- Work to be completed
Images are not part of the copy; transcribe all the data exactly.

● ● ●

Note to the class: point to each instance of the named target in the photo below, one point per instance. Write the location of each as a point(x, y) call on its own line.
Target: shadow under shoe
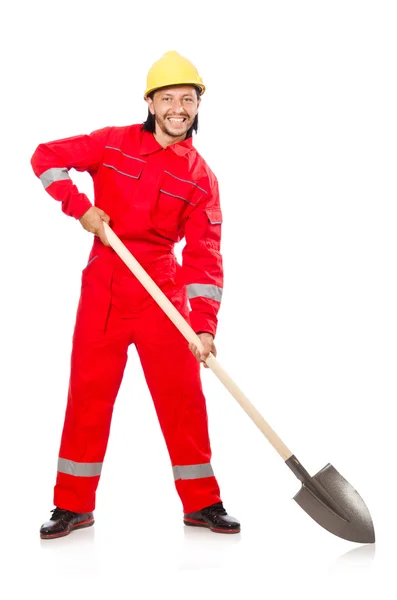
point(213, 517)
point(63, 522)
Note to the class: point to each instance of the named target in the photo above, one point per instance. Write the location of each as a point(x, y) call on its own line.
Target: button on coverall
point(154, 197)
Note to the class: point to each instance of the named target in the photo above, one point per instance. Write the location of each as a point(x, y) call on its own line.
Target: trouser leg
point(99, 355)
point(173, 377)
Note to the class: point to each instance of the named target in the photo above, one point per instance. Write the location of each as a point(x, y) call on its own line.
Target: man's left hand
point(207, 339)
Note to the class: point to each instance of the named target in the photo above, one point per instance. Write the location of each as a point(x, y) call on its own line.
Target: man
point(153, 188)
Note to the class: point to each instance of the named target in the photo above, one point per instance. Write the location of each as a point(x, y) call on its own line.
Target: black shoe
point(215, 518)
point(63, 522)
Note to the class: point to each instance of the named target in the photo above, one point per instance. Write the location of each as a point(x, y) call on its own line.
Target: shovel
point(326, 497)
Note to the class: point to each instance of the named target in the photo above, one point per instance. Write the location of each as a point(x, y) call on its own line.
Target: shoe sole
point(51, 536)
point(194, 523)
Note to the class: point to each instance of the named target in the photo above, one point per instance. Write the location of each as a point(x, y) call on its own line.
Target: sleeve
point(202, 265)
point(52, 161)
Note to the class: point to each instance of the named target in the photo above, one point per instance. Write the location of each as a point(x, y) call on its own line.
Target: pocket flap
point(177, 187)
point(214, 215)
point(125, 164)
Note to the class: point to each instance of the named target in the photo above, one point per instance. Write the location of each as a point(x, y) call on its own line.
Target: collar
point(149, 144)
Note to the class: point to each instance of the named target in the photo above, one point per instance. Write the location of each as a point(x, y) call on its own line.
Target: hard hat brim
point(199, 86)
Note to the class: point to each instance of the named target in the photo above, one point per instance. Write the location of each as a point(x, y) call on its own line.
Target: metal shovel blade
point(335, 505)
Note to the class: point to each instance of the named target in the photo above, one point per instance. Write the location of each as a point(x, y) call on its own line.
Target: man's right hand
point(92, 221)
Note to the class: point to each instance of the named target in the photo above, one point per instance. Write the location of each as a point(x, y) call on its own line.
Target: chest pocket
point(175, 200)
point(123, 169)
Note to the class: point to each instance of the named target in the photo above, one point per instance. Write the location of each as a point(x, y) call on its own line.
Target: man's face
point(174, 109)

● ● ●

- Solution for this problem
Note to the class: point to each instance of the named target in the photo below, one point per instance. Write the location of each as a point(x, y) call on its own line.
Target: shadow under shoe
point(213, 517)
point(63, 522)
Note to the class: point to each instance of the named target in the photo above, one point per instance. Write the location of each as a point(x, y) call on its own line.
Target: button on coverall
point(154, 197)
Note to the class: point to each instance of the named target in the photo above, one point per instance. Write the location of each as a point(x, y) call on its own line.
Target: trouser leg
point(99, 355)
point(173, 377)
Note to the class: point to each instance of the named target in the photo above, one point per instance. Write the location of each as a point(x, y) call on its own line.
Target: man's left hand
point(207, 339)
Note to the class: point to each instance of the named target in the photo above, one point per instance. Write the location of each as a point(x, y) call on its own line.
Target: man
point(153, 188)
Note to the class: point to each instance of the named target in the photo above, one point per instance. Write the location of each as a point(x, y) call on its own line.
Target: black shoe
point(215, 518)
point(63, 522)
Note to the class: point to each instance of the named target in the photo above, one point per instance. Write the location of each as a point(x, y) call on its own line.
Target: shovel
point(326, 497)
Note to the class: point to each instance of the named target in the photo above, one point per instance. Write the location of each as a point(x, y) call on its own line.
Target: shoe sole
point(51, 536)
point(194, 523)
Note to the class: point to each instance of the named target in the photo above, one point per instance. Write the location of each as a point(x, y) call on its own line.
Target: sleeve
point(202, 265)
point(52, 161)
Note to the class: point to each instance of the named target in the photo above, one point per instance. Write the location of each as a point(x, y) call on its own line.
Target: pocket flap
point(177, 187)
point(214, 215)
point(125, 164)
Note to the class: point to each instance of the named target in the photo above, one point per instance. Write the location of each as a point(x, y) call on its own line.
Target: collar
point(149, 144)
Note to the class: point to each instance of the named target in the photo above, one point per instance. Write the location of each as a point(x, y) call on its own line.
Target: hard hat brim
point(199, 86)
Note to the class: point to each instance of the named target in the photo above, one point per instance. Write the location of each as a point(x, y) call on its own line.
Target: metal shovel blade
point(335, 505)
Note to the class: point to each instance of the named target in the photo above, one point per instance. Write the location of each as a point(x, y) call on its own line.
Target: man's right hand
point(92, 221)
Note to the class: point to each instance of the named target in the photo above, one point per instance. Write the location of each as a point(x, y) call on its own line.
Target: chest pocket
point(175, 200)
point(123, 169)
Note to the class: point to each instance of the named target in the photo above, one point per instance. Write the location of each as a point(x, y) call on its own line.
Target: man's face
point(174, 109)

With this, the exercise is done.